Stored items from a collection

================

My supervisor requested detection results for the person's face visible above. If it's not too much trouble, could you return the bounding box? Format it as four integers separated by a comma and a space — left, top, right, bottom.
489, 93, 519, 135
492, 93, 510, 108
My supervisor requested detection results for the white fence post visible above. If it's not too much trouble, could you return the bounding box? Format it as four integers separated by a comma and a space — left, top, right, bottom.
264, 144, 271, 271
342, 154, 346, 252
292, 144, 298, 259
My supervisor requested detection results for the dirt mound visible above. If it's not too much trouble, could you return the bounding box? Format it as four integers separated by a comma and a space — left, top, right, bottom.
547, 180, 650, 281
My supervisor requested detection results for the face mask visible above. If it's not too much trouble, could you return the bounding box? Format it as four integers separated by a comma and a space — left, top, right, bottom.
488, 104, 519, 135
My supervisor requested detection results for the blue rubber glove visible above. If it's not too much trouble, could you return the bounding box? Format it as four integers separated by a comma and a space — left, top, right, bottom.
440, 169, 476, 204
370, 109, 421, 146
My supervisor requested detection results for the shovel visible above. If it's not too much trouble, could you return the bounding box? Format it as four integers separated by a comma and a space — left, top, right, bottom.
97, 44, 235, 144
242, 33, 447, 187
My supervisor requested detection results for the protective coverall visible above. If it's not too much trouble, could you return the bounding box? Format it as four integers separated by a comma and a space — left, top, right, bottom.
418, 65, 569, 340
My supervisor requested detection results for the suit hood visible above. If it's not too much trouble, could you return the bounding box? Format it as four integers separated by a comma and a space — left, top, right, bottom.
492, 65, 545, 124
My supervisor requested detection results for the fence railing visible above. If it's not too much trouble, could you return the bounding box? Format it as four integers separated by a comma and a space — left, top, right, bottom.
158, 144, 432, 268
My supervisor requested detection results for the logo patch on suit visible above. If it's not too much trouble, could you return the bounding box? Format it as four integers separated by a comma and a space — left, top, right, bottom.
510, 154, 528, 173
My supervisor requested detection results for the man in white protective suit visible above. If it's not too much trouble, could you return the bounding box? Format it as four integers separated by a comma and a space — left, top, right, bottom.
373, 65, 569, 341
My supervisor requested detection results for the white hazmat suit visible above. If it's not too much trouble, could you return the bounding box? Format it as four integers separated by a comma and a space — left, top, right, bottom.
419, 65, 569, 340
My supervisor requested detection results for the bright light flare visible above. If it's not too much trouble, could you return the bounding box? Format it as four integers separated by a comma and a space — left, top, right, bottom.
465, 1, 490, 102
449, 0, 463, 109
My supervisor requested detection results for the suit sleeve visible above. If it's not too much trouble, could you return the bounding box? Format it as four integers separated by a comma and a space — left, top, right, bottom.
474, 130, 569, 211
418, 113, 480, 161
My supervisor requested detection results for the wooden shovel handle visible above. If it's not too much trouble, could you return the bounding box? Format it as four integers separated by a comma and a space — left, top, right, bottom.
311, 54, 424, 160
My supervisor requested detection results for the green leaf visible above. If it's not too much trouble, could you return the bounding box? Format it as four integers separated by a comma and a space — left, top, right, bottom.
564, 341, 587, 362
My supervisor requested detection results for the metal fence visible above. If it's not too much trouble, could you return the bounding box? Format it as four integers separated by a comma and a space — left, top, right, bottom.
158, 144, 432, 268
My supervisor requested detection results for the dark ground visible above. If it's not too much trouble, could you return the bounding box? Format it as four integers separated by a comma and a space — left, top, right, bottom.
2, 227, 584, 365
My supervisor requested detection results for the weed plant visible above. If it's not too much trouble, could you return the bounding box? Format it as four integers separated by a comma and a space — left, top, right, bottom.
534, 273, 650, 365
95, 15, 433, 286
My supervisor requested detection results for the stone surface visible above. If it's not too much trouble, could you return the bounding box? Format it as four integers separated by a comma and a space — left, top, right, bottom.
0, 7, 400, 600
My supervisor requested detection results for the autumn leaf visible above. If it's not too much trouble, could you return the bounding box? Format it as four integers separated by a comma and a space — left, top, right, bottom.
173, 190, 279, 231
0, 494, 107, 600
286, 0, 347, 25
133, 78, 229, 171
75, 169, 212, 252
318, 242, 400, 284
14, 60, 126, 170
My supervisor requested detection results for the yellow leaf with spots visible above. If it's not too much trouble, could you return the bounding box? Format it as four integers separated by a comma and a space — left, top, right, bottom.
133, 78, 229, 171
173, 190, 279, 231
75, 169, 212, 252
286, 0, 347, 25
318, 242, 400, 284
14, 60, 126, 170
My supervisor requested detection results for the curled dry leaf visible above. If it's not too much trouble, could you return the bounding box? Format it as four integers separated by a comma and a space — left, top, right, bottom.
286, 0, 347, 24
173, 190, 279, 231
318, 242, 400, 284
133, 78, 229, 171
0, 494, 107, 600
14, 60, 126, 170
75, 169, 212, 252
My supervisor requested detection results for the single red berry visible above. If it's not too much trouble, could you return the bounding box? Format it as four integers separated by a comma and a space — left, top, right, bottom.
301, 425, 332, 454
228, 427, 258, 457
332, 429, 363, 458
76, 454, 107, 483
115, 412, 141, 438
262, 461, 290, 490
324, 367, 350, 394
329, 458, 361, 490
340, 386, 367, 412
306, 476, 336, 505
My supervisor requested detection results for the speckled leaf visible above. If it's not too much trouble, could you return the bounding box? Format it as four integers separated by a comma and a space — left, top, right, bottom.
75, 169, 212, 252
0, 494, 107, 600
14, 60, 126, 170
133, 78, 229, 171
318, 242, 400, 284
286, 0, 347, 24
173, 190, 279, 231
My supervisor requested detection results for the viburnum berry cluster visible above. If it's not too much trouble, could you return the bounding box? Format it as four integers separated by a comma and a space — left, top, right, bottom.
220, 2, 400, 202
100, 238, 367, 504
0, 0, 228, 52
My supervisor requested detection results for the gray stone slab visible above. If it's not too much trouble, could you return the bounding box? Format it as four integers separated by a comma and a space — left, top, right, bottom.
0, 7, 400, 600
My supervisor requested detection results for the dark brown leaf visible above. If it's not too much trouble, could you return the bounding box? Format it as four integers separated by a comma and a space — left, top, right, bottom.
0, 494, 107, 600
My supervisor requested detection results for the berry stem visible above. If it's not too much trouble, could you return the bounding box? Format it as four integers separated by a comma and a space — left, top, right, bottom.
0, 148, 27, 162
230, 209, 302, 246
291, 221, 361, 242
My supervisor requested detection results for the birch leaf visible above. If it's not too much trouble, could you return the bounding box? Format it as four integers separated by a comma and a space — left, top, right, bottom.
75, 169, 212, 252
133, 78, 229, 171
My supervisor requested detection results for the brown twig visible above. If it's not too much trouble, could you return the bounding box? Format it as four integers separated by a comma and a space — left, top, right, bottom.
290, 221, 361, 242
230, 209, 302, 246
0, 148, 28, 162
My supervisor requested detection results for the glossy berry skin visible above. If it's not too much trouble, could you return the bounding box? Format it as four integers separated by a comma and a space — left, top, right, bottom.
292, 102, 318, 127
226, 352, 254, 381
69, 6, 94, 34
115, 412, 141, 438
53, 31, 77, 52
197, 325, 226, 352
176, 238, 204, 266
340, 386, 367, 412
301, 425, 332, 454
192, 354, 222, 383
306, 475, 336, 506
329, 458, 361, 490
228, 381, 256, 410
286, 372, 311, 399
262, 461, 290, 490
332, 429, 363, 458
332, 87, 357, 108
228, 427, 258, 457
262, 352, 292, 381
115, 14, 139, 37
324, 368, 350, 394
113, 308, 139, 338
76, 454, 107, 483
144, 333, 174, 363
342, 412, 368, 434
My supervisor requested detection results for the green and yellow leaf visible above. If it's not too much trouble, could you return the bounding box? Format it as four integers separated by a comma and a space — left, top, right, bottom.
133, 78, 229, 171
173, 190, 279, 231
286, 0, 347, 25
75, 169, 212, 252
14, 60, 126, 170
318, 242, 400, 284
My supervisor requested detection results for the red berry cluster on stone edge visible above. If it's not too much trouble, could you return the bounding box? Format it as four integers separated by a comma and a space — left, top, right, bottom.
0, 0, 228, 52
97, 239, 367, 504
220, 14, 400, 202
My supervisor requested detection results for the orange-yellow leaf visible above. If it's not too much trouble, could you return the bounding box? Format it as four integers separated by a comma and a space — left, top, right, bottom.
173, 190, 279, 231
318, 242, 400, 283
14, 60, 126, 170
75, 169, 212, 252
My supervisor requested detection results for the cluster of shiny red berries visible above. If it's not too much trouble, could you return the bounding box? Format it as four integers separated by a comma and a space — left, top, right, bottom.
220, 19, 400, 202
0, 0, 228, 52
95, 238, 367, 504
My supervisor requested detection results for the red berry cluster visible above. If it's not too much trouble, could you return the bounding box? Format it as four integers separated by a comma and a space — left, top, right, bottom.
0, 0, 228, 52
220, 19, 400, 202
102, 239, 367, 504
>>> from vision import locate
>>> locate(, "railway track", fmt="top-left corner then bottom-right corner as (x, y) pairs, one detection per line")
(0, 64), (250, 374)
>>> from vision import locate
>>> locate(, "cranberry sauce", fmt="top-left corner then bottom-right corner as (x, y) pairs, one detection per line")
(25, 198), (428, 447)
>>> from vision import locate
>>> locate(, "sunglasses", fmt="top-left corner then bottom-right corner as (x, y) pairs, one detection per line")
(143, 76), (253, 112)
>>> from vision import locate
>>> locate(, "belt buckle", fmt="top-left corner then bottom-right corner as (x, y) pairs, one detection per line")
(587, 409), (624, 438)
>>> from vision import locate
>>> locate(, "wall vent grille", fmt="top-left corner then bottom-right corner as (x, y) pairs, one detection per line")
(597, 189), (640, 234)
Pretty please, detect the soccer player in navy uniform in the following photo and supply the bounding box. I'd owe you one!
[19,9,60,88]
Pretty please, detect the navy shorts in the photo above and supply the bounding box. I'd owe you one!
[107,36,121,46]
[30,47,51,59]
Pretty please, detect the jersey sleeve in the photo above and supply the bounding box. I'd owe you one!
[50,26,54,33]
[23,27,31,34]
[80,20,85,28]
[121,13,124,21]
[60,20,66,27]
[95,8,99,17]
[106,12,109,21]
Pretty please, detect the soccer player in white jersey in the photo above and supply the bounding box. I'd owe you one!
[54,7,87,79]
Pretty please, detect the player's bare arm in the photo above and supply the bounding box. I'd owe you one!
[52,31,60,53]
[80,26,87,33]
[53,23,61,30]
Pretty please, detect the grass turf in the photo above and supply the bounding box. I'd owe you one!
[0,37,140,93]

================

▶ OBJECTIVE
Update the listing from its start through the line containing "488, 104, 519, 135" by replacing "supervisor" with "manager". Reproduce only those lines, with everything else unchanged.

▶ WRITTEN SOLUTION
My manager requested detection results for the person's face visible above. If it's not too much trouble, could you return the bounding box? Format it as four integers separated by a comma and a space — left, top, right, bottom.
489, 93, 519, 135
492, 93, 510, 108
My manager requested detection results for the white fence post visible above. If it's not too much trouble, could you return the bounding box? Format it as four integers separated by a comma and a space — left, top, right, bottom.
264, 144, 271, 271
342, 154, 346, 252
292, 144, 298, 259
My manager requested detection results for the dirt mound visible above. If it's not too much trouble, could you return the bounding box? Format it as four integers separated by a comma and a space — left, top, right, bottom.
547, 180, 650, 281
My manager requested detection results for the face mask visible above. If it's not too much trouble, could you return the bounding box? Format it as four integers separated by a comma and a space — left, top, right, bottom.
488, 104, 519, 135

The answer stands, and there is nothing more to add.